++++ EXERCISE INPUTS ++++

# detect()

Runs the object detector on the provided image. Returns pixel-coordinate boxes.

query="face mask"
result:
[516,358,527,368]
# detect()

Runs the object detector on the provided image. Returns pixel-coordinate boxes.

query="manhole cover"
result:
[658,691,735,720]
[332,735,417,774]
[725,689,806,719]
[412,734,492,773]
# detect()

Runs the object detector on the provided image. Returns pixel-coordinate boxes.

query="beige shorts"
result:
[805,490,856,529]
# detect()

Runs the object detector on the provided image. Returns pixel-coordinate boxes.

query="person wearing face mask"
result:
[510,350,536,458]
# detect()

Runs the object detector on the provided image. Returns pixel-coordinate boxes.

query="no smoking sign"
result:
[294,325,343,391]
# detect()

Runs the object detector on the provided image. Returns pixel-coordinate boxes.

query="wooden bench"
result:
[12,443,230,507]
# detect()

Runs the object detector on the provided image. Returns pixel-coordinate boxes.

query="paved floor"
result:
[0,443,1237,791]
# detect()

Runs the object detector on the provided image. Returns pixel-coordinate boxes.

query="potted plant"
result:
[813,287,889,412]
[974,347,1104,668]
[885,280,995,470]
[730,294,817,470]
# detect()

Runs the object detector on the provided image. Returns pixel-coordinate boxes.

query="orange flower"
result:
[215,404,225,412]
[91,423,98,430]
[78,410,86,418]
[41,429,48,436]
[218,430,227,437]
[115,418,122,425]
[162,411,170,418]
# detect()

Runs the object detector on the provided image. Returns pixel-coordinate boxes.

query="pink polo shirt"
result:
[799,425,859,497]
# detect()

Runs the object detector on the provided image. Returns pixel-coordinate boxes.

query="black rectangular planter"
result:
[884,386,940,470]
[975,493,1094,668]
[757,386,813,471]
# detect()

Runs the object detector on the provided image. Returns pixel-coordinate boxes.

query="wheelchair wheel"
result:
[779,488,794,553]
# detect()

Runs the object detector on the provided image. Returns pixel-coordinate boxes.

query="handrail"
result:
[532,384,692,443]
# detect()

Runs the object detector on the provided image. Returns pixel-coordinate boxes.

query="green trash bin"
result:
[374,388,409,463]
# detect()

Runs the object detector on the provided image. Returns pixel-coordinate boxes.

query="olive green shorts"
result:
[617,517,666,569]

++++

WHAT TO WORK ON: Reply with the number of lines above in which the word "mask" appears, and with nothing else.

SOLUTION TO THE EXERCISE: 2